▶ QUOTED PASSAGE
>>>>

Americans’ In-Store Shopping Habits Driven by Value, Added Savings

Americans’ In-Store Shopping Habits Driven by Value, Added Savings

Consumers prioritize sales and deals above other benefits offered by stores and loyalty programs
Sale signage

Because of the impact of the coronavirus crisis on the finances of millions of Americans, many consumers in the U.S. have since adjusted their shopping habits in an effort to save more money.

Earlier this month, IRI, a market research firm based in Chicago, published the results of its Consumer Connect Survey that looked at consumer shopping behaviors and sentiments toward loyalty programs. The survey found that while consumer sentiment is up somewhat from 2020, when it hit its lowest point since 2016, shoppers are continuing to prioritize deals above all else.

Consumers hunt for in-store deals amid the COVID-19 pandemic

Compared to their shopping behaviors in early 2020, the Consumer Connect Survey found that shoppers are now visiting fewer stores to find deals and clipping fewer coupons in an effort to reduce safety risks during the current health crisis.

However, consumers are continuing many of their in-store practices to secure lower grocery bills, including:

  • Making an effort to purchase needed groceries when they’re "on sale"
  • Buying store brand products to save money
  • Making additional or unplanned purchases if in-store deals are good
  • Trying new, lower-priced brands to save money

This supports results from a previous survey conducted by market research firm Dunnhumby that found that Americans are more price-conscious when it comes to their grocery bill than consumers in other countries — a tendency that has only been magnified by recent price hikes during the pandemic.

<<<<

▶ PROBLEMS TO SOLVE
1. According to the article on Americans' in-store shopping habits, which in-store practices are consumers continuing in order to lower their grocery bills? List each one.
2. Resume the article on Americans' in-store shopping habits, picking up right after its final sentence about the Dunnhumby survey.

▶ Extracted data entries
>>>>

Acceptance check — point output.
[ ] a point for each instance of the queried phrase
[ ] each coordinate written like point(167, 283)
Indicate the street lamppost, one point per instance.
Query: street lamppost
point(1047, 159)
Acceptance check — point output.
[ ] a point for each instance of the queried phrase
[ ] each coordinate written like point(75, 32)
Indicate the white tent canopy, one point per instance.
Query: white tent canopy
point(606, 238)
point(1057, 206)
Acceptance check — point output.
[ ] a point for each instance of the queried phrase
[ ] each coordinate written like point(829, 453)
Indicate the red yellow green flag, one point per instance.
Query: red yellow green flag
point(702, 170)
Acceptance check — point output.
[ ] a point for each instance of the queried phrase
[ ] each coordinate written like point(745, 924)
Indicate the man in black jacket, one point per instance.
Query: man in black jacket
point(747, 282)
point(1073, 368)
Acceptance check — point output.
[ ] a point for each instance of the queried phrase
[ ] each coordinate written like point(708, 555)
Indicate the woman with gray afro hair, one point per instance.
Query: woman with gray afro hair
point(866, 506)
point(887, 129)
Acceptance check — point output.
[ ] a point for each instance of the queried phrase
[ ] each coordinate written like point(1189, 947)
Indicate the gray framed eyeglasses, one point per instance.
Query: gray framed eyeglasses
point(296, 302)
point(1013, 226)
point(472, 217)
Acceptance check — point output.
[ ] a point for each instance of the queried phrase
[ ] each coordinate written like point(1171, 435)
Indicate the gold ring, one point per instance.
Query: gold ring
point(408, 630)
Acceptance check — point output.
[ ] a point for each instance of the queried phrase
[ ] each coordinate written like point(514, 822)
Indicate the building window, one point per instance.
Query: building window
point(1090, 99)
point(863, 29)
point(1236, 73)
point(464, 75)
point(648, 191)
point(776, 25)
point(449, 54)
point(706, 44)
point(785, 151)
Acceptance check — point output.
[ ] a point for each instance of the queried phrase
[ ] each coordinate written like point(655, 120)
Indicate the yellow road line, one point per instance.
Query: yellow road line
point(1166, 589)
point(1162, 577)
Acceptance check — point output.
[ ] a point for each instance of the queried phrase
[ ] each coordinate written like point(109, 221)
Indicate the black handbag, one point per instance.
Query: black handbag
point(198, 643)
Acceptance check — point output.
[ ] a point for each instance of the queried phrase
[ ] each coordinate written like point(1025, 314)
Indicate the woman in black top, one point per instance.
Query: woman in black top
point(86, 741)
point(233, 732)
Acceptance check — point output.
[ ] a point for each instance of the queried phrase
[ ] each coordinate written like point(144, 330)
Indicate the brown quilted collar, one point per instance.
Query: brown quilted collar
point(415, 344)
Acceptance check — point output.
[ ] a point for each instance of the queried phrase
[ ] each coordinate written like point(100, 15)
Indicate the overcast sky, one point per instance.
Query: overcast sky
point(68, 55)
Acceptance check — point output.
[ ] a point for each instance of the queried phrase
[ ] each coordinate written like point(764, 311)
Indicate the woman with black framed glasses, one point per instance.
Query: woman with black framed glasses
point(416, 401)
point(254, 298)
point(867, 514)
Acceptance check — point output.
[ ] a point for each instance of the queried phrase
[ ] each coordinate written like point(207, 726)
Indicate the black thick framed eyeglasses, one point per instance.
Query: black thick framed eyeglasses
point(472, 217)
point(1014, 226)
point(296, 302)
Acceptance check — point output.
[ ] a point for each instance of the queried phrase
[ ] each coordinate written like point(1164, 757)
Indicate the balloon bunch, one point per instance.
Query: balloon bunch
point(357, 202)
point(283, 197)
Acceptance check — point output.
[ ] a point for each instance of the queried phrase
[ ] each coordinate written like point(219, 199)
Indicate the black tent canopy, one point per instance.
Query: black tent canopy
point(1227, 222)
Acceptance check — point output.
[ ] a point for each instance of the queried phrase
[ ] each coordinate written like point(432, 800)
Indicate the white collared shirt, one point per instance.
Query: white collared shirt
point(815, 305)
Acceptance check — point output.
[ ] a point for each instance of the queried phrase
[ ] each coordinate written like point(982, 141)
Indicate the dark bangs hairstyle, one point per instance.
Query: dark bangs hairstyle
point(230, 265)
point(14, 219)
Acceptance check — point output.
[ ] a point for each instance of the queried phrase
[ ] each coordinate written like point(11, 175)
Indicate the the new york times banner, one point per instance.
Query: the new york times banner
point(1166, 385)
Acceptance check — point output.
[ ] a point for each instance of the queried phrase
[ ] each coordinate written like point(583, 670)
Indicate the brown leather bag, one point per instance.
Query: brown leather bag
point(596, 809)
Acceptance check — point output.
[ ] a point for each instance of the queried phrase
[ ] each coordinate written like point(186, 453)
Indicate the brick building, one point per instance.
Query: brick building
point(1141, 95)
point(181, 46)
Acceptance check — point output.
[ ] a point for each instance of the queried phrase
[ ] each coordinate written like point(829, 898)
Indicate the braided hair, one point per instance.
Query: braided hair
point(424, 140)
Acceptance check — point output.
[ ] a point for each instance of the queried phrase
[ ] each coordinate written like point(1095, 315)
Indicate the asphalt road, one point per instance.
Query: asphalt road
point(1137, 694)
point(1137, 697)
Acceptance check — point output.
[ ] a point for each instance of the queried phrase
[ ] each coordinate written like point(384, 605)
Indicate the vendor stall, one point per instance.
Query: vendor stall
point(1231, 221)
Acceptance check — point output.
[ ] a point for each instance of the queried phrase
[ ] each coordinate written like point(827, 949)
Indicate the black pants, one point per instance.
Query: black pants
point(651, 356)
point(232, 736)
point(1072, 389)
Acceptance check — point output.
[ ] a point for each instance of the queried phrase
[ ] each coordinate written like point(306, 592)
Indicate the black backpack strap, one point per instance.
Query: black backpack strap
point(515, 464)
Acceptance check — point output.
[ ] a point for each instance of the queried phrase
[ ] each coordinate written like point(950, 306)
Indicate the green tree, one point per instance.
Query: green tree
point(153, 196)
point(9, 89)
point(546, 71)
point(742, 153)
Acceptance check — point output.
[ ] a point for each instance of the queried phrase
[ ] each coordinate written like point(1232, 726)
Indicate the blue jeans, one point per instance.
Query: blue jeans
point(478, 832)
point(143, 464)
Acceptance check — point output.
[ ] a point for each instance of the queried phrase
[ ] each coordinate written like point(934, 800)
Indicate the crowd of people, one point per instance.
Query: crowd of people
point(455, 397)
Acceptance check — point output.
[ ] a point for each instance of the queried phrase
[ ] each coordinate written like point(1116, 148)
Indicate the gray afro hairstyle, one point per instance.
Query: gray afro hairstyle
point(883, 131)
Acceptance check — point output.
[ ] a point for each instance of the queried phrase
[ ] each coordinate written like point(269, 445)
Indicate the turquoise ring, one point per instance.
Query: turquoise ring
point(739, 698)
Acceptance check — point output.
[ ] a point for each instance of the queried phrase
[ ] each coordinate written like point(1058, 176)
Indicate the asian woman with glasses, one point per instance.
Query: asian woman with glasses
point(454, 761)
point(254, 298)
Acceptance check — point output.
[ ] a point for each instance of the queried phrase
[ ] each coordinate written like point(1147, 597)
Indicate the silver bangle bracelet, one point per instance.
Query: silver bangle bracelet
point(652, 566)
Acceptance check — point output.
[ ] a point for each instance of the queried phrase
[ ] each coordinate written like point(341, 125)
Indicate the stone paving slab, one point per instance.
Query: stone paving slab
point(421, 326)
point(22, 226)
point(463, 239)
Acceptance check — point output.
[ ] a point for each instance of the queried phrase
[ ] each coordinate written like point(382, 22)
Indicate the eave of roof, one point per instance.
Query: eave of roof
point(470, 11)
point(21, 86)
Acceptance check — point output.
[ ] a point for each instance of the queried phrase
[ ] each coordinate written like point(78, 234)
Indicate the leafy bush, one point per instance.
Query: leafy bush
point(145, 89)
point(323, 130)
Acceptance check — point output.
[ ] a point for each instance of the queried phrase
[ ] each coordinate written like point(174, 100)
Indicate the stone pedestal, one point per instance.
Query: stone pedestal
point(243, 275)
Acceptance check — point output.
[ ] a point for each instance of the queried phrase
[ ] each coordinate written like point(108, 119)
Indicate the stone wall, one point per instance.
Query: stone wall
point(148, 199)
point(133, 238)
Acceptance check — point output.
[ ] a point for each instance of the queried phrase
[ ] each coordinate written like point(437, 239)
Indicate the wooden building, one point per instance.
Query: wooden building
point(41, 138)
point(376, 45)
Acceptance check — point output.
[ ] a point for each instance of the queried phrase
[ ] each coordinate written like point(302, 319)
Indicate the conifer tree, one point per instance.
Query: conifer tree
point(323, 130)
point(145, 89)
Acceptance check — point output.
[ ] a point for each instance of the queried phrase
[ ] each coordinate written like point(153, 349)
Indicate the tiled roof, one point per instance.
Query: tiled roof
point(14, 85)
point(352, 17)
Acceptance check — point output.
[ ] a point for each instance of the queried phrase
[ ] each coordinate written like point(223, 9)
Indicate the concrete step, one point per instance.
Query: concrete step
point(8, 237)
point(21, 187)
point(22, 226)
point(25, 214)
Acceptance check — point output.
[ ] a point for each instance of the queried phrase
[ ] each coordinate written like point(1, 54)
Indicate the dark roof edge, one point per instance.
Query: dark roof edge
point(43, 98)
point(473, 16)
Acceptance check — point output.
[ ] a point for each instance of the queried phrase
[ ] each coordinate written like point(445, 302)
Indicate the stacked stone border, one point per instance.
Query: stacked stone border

<<<<

▶ EXERCISE RESPONSES
1.
- Making an effort to purchase needed groceries when they're "on sale"
- Buying store brand products to save money
- Making additional or unplanned purchases if in-store deals are good
- Trying new, lower-priced brands to save money

2.
Unsurprisingly, the IRI survey also found that usage of less-risky shopping options like ordering online for in-store pickup or getting home delivery have increased since last year. These trends may outlast the pandemic, as another survey by grocery delivery service Good Eggs found that 81% of shoppers who started using grocery delivery services during the pandemic plan to continue to do so.

Money-saving mentality extends to loyalty programs as well

IRI also looked at consumer behaviors related to shopper loyalty programs, finding that such programs play a large role in where consumers decide to shop. In fact, 51% of survey participants said that shopper loyalty programs were "somewhat influential" in their decision, while 22% said it was "extremely influential."

The biggest reasons that consumers signed up for loyalty programs were:

  • No subscription costs (74%)
  • Discounts for gas and fuel (56%)
  • The ability to use points for purchases (55%)
  • Cash rewards (39%)

Meanwhile, consumers were less motivated when it came to reasons related to exclusivity and convenience, such as:

  • Access to special members-only events (25%)
  • Access to new products (13%)
  • Options for mobile checkout (12%)

As far as the categories in which consumers are most likely to sign up for rewards programs, drugstores, grocery stores and online subscription services like Amazon and Instacart topped the list. Respondents were least likely to have loyalty or reward memberships at convenience stores like 7-Eleven and Circle K and at dollar-store retailers, such as Dollar General and Family Dollar.

Methodology: Data from IRI’s Consumer Connect Survey is gathered every quarter from a nationally representative sample of over 2,000 participants.